* _YOUR INSTRUCTIONS_:
Repeat exactly the lines from the line containing "sedan in this photo, one line per instance." to the last line of the listing, including both.

-- start of MATERIAL PROVIDED --

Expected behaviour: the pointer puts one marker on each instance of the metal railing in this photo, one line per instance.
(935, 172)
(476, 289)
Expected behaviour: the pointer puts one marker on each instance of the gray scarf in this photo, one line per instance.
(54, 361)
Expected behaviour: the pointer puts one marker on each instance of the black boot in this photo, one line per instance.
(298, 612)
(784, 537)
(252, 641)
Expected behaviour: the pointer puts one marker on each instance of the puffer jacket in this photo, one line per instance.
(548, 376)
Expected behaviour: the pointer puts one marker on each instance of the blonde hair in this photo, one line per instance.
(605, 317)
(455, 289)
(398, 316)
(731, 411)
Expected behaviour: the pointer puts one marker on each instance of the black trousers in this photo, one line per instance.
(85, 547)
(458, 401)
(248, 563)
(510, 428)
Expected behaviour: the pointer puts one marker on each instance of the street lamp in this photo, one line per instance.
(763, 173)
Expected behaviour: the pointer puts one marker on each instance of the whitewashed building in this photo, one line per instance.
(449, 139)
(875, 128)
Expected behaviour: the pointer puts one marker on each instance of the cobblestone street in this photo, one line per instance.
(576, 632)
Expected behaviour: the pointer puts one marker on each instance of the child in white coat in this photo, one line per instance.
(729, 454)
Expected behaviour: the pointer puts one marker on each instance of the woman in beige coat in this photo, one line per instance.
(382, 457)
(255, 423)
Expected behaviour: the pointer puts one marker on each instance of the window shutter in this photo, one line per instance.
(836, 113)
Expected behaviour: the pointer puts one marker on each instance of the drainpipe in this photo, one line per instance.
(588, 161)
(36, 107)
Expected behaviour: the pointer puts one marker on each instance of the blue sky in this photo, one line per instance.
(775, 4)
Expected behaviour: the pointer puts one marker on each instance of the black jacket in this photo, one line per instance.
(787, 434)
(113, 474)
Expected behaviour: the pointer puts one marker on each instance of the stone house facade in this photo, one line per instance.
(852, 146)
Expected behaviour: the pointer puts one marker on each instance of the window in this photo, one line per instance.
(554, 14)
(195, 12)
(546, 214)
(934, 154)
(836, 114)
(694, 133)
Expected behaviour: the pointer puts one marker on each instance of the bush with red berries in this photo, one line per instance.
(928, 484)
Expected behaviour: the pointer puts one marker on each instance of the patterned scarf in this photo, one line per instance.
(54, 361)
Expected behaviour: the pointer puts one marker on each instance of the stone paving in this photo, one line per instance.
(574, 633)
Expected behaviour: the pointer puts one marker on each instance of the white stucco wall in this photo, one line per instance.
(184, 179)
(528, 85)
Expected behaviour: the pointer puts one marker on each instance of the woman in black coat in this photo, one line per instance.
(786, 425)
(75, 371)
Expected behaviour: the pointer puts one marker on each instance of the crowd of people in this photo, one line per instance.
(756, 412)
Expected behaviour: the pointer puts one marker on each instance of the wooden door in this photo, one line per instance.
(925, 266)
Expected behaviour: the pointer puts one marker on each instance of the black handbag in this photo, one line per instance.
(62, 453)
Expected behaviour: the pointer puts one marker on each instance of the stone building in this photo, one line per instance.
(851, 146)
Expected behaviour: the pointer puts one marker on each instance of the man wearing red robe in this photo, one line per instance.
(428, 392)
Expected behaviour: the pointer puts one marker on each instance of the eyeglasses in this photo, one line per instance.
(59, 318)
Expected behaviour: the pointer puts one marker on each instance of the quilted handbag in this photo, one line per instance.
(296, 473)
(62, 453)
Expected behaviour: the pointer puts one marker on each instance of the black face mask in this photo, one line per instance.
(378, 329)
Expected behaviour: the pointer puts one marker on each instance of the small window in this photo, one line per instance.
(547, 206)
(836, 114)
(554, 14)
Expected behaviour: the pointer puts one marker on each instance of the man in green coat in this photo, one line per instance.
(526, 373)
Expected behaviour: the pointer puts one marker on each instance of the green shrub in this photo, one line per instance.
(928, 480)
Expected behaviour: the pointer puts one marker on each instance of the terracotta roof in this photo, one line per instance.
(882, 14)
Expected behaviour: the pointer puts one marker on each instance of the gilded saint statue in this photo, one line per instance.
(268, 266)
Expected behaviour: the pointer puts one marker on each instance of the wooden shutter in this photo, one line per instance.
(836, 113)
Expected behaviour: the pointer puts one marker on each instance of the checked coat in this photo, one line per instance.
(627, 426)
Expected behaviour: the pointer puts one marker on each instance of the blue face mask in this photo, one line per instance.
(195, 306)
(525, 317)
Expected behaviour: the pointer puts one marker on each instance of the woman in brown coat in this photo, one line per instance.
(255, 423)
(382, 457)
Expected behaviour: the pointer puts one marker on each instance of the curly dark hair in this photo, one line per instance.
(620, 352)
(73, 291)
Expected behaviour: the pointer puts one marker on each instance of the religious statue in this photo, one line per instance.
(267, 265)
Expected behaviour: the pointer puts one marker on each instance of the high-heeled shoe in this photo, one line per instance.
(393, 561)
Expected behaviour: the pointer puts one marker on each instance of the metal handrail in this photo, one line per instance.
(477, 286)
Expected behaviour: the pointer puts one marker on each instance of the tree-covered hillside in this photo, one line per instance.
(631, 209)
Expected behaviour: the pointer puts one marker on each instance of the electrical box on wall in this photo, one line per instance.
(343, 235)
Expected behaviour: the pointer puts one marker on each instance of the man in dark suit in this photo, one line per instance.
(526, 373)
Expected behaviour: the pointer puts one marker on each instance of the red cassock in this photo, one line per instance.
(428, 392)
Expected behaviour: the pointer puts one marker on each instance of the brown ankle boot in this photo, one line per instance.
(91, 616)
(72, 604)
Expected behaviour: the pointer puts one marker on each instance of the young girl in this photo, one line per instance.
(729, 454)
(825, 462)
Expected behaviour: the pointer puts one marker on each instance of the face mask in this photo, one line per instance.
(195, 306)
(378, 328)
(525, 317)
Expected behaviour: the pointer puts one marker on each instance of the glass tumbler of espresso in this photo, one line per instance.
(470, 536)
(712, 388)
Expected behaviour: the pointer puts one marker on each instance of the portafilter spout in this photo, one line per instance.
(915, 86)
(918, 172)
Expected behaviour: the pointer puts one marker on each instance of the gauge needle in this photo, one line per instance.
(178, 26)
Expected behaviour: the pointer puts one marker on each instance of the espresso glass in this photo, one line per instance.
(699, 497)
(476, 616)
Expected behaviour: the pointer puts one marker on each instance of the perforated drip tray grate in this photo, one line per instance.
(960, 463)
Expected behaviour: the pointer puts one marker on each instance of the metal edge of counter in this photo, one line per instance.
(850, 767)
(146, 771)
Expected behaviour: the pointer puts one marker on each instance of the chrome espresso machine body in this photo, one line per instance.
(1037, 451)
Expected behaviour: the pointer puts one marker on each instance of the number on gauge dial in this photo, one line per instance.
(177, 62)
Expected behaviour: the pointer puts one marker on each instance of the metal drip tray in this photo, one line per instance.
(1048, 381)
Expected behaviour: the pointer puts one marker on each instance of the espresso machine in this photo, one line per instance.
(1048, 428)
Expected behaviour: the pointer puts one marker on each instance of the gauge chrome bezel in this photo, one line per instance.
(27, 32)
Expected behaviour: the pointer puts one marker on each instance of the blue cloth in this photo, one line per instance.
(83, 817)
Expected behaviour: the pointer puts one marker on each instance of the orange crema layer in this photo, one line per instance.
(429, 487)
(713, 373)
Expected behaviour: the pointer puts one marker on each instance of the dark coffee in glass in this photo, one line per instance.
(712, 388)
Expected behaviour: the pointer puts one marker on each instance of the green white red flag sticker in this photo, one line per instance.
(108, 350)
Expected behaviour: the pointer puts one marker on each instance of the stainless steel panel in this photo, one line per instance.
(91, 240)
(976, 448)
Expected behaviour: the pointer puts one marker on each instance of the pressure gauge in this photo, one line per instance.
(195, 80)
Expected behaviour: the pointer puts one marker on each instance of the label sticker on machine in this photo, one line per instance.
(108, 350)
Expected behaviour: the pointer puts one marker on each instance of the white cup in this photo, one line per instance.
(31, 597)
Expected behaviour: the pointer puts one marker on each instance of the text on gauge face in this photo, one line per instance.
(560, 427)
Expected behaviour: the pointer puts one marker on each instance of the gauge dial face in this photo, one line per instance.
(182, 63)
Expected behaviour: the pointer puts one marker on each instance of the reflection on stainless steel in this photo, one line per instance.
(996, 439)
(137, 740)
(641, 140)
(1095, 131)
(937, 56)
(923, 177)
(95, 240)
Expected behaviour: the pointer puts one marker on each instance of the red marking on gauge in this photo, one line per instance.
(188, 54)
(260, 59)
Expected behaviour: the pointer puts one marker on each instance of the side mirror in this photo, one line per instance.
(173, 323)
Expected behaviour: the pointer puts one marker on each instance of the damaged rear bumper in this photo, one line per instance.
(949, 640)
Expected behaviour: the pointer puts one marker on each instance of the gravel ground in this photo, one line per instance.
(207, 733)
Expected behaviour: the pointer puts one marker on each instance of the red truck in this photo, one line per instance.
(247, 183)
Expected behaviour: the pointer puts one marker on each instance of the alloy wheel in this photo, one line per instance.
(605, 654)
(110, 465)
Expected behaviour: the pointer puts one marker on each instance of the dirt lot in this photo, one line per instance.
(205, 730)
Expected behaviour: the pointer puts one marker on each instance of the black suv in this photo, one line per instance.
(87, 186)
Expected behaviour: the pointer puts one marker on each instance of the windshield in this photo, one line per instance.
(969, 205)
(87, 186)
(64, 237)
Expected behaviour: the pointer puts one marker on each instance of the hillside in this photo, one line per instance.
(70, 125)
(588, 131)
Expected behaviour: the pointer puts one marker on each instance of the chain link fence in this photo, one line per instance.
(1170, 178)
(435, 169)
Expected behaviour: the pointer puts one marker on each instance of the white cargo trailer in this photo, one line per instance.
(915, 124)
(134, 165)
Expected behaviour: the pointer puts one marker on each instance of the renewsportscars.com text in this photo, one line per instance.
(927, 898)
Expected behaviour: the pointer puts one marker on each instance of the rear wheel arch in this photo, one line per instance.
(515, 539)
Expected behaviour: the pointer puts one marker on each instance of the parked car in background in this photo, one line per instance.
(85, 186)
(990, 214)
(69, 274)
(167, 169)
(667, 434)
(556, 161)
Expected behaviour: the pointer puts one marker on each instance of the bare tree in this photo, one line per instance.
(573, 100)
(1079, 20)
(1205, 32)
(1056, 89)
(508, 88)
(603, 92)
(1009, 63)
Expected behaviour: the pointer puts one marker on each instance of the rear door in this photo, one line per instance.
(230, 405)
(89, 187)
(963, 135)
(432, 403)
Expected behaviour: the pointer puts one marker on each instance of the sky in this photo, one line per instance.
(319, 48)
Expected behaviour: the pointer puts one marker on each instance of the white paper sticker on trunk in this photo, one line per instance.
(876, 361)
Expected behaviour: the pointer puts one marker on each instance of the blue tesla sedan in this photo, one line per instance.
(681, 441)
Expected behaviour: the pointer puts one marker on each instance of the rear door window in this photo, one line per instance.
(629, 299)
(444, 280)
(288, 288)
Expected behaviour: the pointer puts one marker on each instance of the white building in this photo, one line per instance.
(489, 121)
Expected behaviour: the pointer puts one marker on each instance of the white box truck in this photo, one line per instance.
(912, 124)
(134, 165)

-- end of MATERIAL PROVIDED --

* _RIGHT ANSWER_:
Expected behaviour: the pointer puts one marker on each instance of the blue tesla sedan in this photo, one line per instance.
(681, 441)
Expected behaviour: the pointer puts one marker on each instance of the rear door window in this photo, one line per instance.
(629, 299)
(444, 280)
(288, 288)
Expected behaviour: the pointer puts one marker on each instance of the white building in this photo, one line per instance.
(489, 121)
Expected behaviour: the pointer puts one marker on each instance of the white box truck in this photo, one line per instance.
(912, 124)
(134, 165)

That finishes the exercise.